== Description of the task ==
Below are some records; print every one of them exactly.

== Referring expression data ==
▼

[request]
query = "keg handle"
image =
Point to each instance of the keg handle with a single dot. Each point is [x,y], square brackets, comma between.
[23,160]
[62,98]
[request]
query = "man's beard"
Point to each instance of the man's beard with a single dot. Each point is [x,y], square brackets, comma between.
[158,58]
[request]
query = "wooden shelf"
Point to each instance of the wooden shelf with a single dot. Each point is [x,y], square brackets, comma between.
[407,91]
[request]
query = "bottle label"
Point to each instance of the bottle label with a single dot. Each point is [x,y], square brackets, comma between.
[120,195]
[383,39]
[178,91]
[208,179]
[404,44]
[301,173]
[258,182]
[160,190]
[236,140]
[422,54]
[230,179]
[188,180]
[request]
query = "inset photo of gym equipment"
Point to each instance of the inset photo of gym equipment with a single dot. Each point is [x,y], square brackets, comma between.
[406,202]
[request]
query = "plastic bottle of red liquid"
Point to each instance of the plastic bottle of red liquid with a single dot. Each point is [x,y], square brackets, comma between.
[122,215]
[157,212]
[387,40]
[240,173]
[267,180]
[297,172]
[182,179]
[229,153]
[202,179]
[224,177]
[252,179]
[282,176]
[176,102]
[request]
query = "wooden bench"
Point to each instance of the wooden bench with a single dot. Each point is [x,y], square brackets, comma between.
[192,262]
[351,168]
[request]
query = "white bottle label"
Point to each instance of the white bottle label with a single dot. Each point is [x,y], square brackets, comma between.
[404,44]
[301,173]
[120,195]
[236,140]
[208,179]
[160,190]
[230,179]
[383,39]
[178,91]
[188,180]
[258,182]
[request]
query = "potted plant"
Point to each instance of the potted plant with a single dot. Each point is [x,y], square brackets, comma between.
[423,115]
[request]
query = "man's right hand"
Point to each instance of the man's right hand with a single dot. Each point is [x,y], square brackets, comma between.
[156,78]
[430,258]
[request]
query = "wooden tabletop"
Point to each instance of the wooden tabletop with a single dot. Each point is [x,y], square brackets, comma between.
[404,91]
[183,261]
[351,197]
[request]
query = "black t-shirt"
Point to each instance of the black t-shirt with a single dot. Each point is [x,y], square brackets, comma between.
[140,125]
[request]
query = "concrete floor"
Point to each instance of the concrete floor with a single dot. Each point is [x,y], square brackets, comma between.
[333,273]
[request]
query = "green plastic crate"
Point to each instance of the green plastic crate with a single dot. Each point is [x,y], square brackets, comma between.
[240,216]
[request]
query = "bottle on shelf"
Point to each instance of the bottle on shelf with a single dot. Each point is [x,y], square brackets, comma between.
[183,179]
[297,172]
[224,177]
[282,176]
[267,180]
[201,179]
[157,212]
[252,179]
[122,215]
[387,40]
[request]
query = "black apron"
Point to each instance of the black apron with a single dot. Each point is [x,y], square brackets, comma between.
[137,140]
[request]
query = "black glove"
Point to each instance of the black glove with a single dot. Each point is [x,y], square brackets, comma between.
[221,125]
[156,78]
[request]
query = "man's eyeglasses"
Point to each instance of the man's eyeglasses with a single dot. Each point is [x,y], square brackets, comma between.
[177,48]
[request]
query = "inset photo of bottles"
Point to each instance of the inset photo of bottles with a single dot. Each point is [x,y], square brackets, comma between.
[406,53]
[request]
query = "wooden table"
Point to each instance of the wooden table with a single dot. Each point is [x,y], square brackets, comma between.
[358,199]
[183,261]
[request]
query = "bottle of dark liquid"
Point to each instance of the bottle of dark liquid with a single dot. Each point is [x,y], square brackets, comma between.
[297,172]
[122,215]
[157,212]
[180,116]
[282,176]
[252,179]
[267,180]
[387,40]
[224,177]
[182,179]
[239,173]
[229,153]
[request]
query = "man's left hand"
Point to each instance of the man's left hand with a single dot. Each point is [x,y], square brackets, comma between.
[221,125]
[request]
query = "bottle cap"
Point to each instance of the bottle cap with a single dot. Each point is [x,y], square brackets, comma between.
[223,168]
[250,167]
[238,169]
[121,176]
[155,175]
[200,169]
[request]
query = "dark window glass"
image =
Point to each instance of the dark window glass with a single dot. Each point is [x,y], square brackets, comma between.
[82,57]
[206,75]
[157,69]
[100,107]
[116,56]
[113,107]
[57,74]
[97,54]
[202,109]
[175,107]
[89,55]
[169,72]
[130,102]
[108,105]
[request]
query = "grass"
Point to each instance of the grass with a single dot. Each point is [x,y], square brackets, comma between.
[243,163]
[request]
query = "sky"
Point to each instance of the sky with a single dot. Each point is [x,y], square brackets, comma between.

▲

== Written response ==
[request]
query = "keg handle"
image =
Point to each instance of the keg handle with a single dot. Each point is [x,y], square brackets, comma between.
[23,160]
[62,98]
[request]
query = "man's beard"
Point to each instance of the man's beard with a single dot. Each point is [x,y], square brackets, comma between.
[158,58]
[request]
query = "wooden shelf"
Point to each instance of the wooden shelf with a single dot. Each point is [x,y], square brackets, comma between.
[407,91]
[request]
query = "bottle label"
Point to each instance of the bottle label with a single dot. Each point is [x,y], square brackets, comma between.
[120,195]
[383,39]
[178,91]
[208,179]
[404,44]
[301,173]
[258,182]
[160,190]
[236,140]
[422,54]
[230,179]
[188,180]
[request]
query = "inset photo of gym equipment"
Point to each instance of the inset photo of gym equipment with a single dot. Each point is [x,y], square brackets, comma between.
[406,202]
[request]
query = "plastic bottle of red liquid"
Point to each instance of the plastic bottle of red liquid with a single dot. Each point is [x,y], square brackets, comma between.
[122,215]
[157,212]
[387,40]
[240,173]
[267,180]
[297,172]
[182,179]
[229,153]
[202,179]
[224,177]
[252,179]
[282,176]
[176,102]
[request]
query = "wooden bench"
Point to each instance of the wooden bench with a single dot. Each point is [x,y], square brackets, comma between.
[192,262]
[351,168]
[request]
query = "white bottle label"
Point to each instance of the white bottle label with a single dot. Each point is [x,y], square brackets, comma between.
[404,44]
[301,173]
[120,195]
[236,140]
[208,179]
[160,190]
[230,179]
[383,39]
[178,91]
[188,180]
[258,182]
[request]
query = "potted plant"
Point to each instance of the potted plant with a single dot. Each point is [x,y], square brackets, comma between.
[423,115]
[request]
query = "man's right hand"
Point to each instance of the man's right hand with a single dot. Each point is [x,y], square brackets, comma between.
[156,78]
[430,258]
[request]
query = "wooden tabletop"
Point to each instance of the wooden tabletop with a single dot. Each point is [x,y], square brackets, comma between.
[404,91]
[183,261]
[351,197]
[request]
query = "black t-shirt"
Point to each instance of the black t-shirt with a single dot. Each point is [x,y], square brackets, comma between.
[140,125]
[request]
query = "concrete floor"
Point to each instance of the concrete floor with a single dot. Each point is [x,y], square brackets, comma between.
[333,273]
[request]
query = "green plastic crate"
Point to each instance of the green plastic crate with a single dot. Each point is [x,y], square brackets, comma between.
[240,216]
[request]
query = "bottle on shelf"
Point to each instance of the bottle on shelf with a single dot. Each point is [x,y], square brackets, comma between.
[183,179]
[297,172]
[224,177]
[282,176]
[267,180]
[201,179]
[157,212]
[252,179]
[122,215]
[387,40]
[request]
query = "black apron"
Point to each instance of the black apron with a single dot. Each point is [x,y], square brackets, comma between.
[137,140]
[request]
query = "black glove"
Point to each instance of the black glove with a single dot. Each point is [x,y], square brackets, comma between.
[221,125]
[156,78]
[request]
query = "man's eyeglasses"
Point to each instance of the man's eyeglasses with a single dot. Each point is [x,y], square brackets, comma between.
[177,48]
[request]
query = "inset photo of bottles"
Point to each instance of the inset photo of bottles with a single dot. Each point is [x,y], square brackets, comma between.
[406,53]
[request]
query = "wooden table"
Point to each instance of the wooden table with a single dot. Each point is [x,y], square brackets, comma between.
[358,199]
[183,261]
[request]
query = "bottle of dark liquid"
Point to each instance of the bottle of dark liquid with a single dot. Each point is [x,y], square brackets, comma between.
[297,172]
[122,215]
[157,212]
[180,116]
[282,176]
[252,179]
[267,180]
[387,40]
[224,177]
[182,179]
[239,173]
[229,153]
[request]
query = "man's left hand"
Point to each instance of the man's left hand with a single dot. Each point is [x,y], square brackets, comma between.
[221,125]
[request]
query = "bottle cap"
Point to each instance of the bottle cap with a single dot. Each point is [x,y], square brackets, comma between.
[223,168]
[250,167]
[238,169]
[121,176]
[155,175]
[200,169]
[request]
query = "dark window glass"
image =
Point to each instance of the dark window glass with a single dot. Each point is [x,y], square brackets, comma between.
[82,57]
[206,75]
[157,69]
[100,107]
[116,56]
[113,107]
[57,74]
[97,54]
[202,109]
[175,107]
[89,55]
[169,72]
[130,102]
[108,105]
[request]
query = "grass"
Point to each instance of the grass with a single dot. Each point is [x,y], square brackets, comma between.
[243,163]
[request]
query = "sky"
Point to each instance of the sky with a single dot. Each point is [x,y], square brackets, comma between.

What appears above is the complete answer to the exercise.